** start of Records for processing **

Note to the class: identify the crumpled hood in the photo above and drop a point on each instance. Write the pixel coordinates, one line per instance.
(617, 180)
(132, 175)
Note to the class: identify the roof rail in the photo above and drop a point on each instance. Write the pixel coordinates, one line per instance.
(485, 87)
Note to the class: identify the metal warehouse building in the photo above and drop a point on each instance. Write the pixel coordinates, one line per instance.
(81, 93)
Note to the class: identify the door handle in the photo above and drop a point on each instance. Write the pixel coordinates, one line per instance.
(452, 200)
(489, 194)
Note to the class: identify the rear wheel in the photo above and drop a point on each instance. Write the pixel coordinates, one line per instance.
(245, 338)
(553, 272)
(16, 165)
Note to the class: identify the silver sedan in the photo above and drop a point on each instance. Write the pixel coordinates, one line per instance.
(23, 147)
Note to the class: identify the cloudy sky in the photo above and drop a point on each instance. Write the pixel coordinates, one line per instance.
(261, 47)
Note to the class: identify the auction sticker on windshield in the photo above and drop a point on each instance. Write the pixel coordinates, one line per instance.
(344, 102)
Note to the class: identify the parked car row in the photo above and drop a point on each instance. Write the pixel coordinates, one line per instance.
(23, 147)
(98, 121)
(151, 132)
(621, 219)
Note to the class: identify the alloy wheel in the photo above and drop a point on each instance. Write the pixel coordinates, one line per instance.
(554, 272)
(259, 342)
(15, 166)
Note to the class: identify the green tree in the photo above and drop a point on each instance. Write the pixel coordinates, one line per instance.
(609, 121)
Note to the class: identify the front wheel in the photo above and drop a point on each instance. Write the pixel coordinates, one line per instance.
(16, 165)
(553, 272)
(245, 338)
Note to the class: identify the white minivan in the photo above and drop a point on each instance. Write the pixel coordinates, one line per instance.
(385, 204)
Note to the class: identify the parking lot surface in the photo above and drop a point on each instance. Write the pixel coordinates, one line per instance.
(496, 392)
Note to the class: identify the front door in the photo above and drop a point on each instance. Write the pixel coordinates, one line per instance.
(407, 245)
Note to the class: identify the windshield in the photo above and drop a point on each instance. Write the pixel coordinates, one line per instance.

** end of Records for processing **

- _Short problem_:
Everything from the line containing "Note to the class: identify the rear" to the last line of the entries above should be quoted exactly, and only that.

- _Correct output_:
Note to the class: identify the rear wheel in the photo above and drop a point on each instance. Write the pixel coordinates, one line per instance.
(245, 338)
(553, 272)
(16, 165)
Note to the class: identify the silver sedan in the photo above and drop a point on each instance. Write the pixel coordinates, one line per instance.
(23, 147)
Note to the class: identify the cloudy sky in the photo above and drop a point on each instance. Write the pixel coordinates, one line per instance.
(261, 47)
Note to the class: identify the auction sticker on windshield in the photo above and drop a point on each instance. Write the pixel coordinates, one line per instance.
(344, 102)
Note to the class: identify the parked car row in the photo above and drop a point on each instance. Write the pixel coordinates, one line per instance.
(23, 147)
(98, 121)
(151, 132)
(621, 219)
Note to the class: identify the alloy wheel in the photo above and drop a point on each instance. Write the pixel coordinates, one line per instance.
(554, 272)
(259, 342)
(15, 166)
Note to the class: identify the green tree in the photo above and drop a point on each instance. Write the pixel coordinates, one line per instance.
(609, 121)
Note to the class: identify the front wheel in the photo above and drop a point on each instance. Write the pixel coordinates, one line per instance.
(16, 165)
(553, 272)
(245, 338)
Note to the class: identify the white minivan in the photo above and drop a point on each instance. Write the pixel coordinates, one line per instance.
(385, 204)
Note to the class: identify the parking lot surface in the photo above and drop a point on each instance. Write the pixel coordinates, one line per instance.
(496, 392)
Note to the class: identify the front door in the photo above and drop a point on each instance. Write the pixel coordinates, one line per instance.
(407, 245)
Note to the class: identify the windshield in the photo above and drop a point on each instance. Write the pixel coordinates, one line per instance.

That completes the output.